PROVIDED MATERIAL:
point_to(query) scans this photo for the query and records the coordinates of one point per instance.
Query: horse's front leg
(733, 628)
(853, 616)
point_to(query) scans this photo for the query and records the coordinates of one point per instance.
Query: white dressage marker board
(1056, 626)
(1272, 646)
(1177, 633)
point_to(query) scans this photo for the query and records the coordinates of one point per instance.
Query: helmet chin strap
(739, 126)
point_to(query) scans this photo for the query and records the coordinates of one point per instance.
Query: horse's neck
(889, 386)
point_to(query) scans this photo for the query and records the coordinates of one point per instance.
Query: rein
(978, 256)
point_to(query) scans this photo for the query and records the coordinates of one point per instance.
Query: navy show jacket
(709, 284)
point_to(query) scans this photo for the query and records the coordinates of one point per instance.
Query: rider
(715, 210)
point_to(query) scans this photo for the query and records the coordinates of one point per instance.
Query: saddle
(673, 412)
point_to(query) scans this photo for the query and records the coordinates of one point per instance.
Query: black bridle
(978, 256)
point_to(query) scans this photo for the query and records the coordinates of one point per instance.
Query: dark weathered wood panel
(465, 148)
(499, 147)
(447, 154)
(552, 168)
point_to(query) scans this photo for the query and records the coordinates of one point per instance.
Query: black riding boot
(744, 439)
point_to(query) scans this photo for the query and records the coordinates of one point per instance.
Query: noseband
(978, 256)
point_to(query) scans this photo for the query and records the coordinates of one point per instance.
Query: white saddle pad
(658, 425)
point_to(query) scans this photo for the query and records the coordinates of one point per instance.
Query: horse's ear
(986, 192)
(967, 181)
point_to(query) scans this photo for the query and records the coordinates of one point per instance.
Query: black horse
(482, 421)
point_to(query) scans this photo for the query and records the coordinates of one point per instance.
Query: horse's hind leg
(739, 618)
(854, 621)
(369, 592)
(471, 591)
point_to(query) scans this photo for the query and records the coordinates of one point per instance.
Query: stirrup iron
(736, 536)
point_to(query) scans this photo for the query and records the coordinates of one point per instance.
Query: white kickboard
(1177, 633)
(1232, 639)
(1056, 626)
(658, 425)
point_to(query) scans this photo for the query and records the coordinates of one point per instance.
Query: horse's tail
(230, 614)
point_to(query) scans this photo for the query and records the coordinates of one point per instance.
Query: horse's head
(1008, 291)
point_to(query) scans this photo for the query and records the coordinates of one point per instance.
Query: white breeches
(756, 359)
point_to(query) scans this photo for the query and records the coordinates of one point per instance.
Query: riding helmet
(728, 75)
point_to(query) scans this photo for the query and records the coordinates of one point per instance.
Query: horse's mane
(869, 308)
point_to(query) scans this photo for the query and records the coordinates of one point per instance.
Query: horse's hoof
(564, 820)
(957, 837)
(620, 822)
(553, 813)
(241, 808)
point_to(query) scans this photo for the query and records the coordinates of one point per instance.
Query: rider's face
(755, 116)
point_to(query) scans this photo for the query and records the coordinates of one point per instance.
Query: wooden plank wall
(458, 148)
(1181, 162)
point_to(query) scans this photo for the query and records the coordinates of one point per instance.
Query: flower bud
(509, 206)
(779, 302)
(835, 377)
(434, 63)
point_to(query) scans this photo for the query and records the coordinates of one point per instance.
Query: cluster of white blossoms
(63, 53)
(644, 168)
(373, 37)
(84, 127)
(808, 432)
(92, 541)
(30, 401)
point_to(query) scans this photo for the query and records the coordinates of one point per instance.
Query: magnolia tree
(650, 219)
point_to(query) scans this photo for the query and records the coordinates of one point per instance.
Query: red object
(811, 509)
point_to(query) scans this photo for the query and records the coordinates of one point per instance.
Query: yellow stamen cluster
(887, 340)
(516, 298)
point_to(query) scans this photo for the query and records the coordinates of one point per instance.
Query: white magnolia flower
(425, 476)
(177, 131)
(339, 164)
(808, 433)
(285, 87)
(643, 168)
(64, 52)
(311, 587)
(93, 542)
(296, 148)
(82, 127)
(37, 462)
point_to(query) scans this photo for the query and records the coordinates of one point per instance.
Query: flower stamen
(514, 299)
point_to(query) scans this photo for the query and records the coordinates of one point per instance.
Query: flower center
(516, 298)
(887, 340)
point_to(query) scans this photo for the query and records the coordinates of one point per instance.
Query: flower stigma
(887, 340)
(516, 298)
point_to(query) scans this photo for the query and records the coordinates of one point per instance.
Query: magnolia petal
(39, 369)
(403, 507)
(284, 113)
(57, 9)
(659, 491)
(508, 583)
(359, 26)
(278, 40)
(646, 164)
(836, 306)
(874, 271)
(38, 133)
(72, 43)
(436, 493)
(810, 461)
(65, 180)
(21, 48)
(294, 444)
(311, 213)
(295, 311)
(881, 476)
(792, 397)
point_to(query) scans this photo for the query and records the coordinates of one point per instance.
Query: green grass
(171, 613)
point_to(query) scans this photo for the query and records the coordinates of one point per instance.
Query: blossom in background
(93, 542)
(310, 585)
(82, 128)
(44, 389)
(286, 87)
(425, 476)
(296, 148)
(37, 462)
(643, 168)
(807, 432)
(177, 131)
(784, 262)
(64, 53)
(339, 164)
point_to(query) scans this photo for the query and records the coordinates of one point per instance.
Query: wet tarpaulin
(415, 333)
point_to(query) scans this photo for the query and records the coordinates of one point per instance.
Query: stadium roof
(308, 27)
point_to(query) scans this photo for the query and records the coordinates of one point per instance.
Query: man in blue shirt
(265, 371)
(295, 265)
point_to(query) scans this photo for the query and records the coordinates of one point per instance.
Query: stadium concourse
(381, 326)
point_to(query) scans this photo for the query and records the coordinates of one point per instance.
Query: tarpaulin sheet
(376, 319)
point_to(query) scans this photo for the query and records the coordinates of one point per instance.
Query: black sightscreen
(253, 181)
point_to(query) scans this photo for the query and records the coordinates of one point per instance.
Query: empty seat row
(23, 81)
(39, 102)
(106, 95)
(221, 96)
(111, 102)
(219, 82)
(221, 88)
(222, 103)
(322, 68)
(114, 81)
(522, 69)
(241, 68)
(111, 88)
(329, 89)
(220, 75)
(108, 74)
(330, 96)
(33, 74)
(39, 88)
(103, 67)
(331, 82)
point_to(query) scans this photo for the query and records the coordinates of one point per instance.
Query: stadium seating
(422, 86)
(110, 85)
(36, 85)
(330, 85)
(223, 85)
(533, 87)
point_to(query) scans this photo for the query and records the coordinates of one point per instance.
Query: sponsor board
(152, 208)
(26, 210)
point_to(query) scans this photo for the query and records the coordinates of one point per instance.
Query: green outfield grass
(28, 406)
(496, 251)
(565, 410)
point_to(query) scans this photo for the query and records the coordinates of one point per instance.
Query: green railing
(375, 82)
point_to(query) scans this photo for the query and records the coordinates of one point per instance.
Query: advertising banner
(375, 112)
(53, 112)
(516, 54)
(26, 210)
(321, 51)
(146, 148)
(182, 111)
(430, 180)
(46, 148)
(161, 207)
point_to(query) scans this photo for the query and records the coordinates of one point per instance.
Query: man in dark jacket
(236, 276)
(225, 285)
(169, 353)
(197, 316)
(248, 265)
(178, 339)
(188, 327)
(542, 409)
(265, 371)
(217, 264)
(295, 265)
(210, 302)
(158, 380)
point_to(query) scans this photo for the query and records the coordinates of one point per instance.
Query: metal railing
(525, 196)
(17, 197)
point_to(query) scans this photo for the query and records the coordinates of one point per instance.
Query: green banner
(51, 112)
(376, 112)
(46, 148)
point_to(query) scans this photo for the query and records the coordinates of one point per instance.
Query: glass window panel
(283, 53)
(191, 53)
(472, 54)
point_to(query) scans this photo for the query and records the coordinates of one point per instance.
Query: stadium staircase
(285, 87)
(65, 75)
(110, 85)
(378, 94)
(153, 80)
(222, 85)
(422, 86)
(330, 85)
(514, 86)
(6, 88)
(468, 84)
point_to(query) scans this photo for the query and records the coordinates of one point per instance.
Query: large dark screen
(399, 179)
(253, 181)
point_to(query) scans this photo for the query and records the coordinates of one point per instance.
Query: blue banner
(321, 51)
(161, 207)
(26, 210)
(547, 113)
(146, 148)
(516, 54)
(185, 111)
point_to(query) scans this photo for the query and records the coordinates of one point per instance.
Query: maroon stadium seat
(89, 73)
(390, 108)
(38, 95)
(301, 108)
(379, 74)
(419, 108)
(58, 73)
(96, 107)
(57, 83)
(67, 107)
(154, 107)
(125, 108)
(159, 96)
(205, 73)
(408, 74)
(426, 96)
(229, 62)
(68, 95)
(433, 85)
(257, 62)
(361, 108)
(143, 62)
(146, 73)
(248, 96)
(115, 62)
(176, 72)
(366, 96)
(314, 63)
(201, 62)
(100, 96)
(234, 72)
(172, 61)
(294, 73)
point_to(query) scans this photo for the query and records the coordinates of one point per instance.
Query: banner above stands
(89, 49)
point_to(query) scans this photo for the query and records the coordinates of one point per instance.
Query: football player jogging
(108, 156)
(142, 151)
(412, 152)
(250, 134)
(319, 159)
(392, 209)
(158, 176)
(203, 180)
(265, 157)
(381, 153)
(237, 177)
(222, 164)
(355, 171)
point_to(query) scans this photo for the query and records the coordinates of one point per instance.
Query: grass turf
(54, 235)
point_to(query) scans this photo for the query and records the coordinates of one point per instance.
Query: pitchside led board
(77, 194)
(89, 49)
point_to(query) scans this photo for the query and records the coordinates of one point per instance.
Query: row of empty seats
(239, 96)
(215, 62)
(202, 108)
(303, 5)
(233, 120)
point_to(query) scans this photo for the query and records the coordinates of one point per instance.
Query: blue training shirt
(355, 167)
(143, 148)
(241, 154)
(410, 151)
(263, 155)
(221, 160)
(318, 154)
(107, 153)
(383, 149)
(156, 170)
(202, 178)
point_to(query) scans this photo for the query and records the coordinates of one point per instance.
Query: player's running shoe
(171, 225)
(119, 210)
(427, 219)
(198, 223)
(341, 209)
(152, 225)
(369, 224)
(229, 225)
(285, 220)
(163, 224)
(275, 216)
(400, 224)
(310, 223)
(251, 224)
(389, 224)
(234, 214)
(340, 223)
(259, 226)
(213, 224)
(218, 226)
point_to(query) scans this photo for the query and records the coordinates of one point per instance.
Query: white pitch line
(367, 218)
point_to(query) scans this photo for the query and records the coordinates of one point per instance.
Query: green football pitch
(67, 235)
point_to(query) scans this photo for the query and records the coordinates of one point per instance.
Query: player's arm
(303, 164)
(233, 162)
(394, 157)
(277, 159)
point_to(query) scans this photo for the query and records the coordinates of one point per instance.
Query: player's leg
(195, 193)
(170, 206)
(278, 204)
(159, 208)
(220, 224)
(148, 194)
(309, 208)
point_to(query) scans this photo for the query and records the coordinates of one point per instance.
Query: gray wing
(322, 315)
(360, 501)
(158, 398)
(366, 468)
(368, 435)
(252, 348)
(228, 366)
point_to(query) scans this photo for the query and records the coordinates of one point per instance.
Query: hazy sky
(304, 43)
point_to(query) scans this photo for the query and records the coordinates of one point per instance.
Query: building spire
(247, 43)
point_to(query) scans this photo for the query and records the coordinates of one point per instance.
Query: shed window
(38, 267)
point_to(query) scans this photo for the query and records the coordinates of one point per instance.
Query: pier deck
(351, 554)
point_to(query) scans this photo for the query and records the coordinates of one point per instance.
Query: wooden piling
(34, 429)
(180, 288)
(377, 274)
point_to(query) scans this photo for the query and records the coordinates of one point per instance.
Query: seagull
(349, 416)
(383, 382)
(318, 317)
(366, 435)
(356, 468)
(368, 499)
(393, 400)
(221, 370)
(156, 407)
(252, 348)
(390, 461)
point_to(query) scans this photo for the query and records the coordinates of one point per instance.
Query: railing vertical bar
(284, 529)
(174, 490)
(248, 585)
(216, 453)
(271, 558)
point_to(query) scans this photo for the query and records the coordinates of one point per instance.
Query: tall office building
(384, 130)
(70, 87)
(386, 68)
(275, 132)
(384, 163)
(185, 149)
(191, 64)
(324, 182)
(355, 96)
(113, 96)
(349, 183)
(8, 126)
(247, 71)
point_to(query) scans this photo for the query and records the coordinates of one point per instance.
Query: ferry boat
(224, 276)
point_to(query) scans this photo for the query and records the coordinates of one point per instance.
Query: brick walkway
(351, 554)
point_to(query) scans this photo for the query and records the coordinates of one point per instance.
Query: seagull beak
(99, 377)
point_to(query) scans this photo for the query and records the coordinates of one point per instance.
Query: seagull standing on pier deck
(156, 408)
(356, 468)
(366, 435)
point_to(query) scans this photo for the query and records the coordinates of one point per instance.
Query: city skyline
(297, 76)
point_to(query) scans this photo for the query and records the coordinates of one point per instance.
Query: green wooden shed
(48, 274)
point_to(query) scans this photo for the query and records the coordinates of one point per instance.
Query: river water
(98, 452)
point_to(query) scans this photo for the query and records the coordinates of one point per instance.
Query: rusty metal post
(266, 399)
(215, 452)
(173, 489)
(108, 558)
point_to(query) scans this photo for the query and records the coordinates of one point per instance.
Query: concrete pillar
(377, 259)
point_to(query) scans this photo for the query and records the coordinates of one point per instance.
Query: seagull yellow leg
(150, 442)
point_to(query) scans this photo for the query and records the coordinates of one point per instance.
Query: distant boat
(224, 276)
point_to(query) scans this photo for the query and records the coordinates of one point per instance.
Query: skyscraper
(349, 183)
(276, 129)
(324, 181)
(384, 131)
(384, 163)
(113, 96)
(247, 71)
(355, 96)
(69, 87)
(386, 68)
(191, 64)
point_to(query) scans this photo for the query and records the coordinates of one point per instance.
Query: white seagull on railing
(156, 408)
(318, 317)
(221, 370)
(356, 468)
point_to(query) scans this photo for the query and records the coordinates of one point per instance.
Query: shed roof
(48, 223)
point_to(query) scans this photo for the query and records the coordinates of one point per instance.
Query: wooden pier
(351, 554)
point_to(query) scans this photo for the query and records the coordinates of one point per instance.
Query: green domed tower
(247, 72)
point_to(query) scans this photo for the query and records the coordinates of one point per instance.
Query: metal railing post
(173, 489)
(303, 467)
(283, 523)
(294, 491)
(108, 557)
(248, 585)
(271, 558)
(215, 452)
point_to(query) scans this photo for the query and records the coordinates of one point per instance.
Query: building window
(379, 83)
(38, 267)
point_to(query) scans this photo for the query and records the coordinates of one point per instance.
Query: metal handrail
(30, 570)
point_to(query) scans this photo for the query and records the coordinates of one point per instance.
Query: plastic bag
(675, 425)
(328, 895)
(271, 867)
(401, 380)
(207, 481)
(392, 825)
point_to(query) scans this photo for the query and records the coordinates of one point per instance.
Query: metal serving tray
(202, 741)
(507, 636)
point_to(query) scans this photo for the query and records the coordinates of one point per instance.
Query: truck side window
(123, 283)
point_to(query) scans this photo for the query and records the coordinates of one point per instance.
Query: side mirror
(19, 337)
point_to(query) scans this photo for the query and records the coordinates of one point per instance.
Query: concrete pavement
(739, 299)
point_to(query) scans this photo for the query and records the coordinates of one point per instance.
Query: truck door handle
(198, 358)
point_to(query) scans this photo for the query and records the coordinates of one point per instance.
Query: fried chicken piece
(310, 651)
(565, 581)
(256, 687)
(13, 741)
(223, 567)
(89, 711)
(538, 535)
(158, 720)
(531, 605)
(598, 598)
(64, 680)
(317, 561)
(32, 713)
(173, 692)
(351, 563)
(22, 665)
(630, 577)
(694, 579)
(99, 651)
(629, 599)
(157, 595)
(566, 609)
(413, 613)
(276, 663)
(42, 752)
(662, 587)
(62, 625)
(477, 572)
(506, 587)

INSTRUCTIONS TO FOLLOW:
Locate every line in the rows above that contains the word "concrete" and copy each one.

EXERCISE OUTPUT:
Query: concrete pillar
Query: concrete pavement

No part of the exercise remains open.